Im Interview Dr. Ernst Fritz-Schubert, der Erfinder des Schulfachs Glück – der neue, etwas andere Seminarkurs in der geplanten Gymnasialen Oberstufe im element-i Bildungshaus Karlsruhe.
Freiheit und Glück werden seit der Antike in der Literatur in ein einander bestimmendes Abhängigkeitsverhältnis gesetzt – das eine kann es ohne das andere nicht geben. Aber welche Freiheit ist tatsächlich gemeint, ohne die der Mensch scheinbar nicht glücklich sein kann? Bin ich glücklich, wenn ich tun und lassen kann, was ich will? Macht Grenzenlosigkeit glücklich?
In der element-i Pädagogik wird (das innere) Glück vielmehr mit Kohärenz in Verbindung gesetzt, dem inneren, stimmigen Zusammenhang zwischen den Gegebenheiten der Welt, den Anforderungen an den Einzelnen und dessen Möglichkeiten, damit umzugehen. Nicht, weil ich frei bin, zu tun, was ich möchte, kann ich glücklich werden, sondern weil ich über Ressourcen verfüge, die die Welt für mich verstehbar, handhabbar und damit sinnhaft machen.

Die Aufgaben -
1. Womit wird das innere Glück in der element-i Pädagogik laut dem Text über das Schulfach Glück in Verbindung gesetzt?
2. Setze den Text über das Schulfach Glück im Anschluss an seinen letzten Satz fort.

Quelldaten
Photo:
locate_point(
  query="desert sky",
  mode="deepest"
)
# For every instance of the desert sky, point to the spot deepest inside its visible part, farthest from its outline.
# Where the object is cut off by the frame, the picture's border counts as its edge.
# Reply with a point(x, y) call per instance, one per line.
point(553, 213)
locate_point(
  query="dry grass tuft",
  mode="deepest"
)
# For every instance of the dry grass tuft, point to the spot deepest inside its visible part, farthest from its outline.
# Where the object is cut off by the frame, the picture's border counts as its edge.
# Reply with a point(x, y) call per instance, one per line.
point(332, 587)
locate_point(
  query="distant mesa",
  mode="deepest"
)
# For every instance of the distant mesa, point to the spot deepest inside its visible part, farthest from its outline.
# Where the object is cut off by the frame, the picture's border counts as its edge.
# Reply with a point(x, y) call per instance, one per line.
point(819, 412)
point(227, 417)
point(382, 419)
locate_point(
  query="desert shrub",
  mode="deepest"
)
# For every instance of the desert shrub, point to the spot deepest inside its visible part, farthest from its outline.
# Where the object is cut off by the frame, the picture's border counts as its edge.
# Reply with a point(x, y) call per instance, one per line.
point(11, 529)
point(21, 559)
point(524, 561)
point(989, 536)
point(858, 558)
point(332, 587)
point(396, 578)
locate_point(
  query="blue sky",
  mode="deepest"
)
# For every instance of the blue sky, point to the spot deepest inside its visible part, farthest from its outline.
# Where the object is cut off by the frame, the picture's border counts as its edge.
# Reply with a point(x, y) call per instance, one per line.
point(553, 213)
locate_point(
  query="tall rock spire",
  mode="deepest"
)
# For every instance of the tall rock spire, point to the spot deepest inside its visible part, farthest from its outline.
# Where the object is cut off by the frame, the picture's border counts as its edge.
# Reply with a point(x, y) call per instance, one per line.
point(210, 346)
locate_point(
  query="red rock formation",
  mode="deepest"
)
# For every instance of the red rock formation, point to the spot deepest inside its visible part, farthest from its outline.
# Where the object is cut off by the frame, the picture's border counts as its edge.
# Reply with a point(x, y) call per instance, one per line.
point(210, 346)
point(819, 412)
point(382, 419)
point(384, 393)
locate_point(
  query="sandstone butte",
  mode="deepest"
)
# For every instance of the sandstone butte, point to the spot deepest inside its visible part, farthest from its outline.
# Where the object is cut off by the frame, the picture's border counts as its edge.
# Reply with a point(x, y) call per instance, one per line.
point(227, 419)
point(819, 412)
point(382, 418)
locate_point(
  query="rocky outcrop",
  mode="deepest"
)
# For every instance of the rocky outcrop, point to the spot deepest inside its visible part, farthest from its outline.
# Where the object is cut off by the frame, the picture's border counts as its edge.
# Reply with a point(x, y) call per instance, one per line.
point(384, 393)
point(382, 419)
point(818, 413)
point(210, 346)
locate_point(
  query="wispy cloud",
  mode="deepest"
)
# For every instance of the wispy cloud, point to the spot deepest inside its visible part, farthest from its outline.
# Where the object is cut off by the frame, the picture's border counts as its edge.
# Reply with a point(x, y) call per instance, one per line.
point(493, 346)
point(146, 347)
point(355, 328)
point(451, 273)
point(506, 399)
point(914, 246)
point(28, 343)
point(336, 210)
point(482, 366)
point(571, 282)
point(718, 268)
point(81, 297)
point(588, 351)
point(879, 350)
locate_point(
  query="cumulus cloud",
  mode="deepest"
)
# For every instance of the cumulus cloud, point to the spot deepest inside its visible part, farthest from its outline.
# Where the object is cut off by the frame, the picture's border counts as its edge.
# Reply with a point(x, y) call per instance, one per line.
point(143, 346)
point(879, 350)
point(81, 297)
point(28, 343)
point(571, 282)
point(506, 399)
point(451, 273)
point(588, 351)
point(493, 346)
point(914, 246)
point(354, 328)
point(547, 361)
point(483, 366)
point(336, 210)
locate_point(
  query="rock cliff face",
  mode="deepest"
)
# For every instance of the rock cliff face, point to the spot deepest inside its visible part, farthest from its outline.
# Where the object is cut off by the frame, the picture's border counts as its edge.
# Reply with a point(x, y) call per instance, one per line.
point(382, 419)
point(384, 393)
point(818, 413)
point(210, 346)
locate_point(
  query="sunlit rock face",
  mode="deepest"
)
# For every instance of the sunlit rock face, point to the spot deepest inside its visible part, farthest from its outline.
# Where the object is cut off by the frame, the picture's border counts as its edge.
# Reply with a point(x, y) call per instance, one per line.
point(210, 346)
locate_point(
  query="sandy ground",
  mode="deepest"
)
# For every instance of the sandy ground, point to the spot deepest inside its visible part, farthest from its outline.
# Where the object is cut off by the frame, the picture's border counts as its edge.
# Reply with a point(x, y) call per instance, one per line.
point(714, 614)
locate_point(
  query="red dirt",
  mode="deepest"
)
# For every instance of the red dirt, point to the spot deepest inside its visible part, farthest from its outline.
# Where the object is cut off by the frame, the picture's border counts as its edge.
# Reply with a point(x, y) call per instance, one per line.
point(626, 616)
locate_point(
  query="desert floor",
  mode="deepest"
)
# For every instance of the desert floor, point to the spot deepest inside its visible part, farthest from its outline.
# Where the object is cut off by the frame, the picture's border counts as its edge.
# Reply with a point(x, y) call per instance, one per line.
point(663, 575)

Antworten der Reihe -
1. Mit Kohärenz, dem inneren, stimmigen Zusammenhang zwischen den Gegebenheiten der Welt, den Anforderungen an den Einzelnen und dessen Möglichkeiten, damit umzugehen.

2.
Mit anderen Worten: Als Menschen können wir nicht immer kontrollieren, was und wie geschieht, aber wir können sehr wohl kontrollieren, wie wir damit umgehen und die Konsequenzen unserer Handlung abschätzen. Und diese innere Freiheit kann – im besten Fall – glücklich machen.
Die Frage nach dem Glück haben wir auch Dr. Ernst Fritz-Schubert, Direktor des Fritz-Schubert-Instituts, gestellt. Als Leiter einer Heidelberger Schule führte er im Jahr 2007 erstmals in Deutschland das Schulfach Glück ein. Und mit der geplanten Einführung der Gymnasialen Oberstufe im Bildungshaus Karlsruhe zum Schuljahr 23/24 wird es den Seminarkurs Glück künftig auch für element-i Schüler*innen geben.
Herr Dr. Fritz-Schubert, was ist Glück?
Es gibt drei Arten von Glück: Zufallsglück, Glücksmoment und Lebensglück/Lebenssinn.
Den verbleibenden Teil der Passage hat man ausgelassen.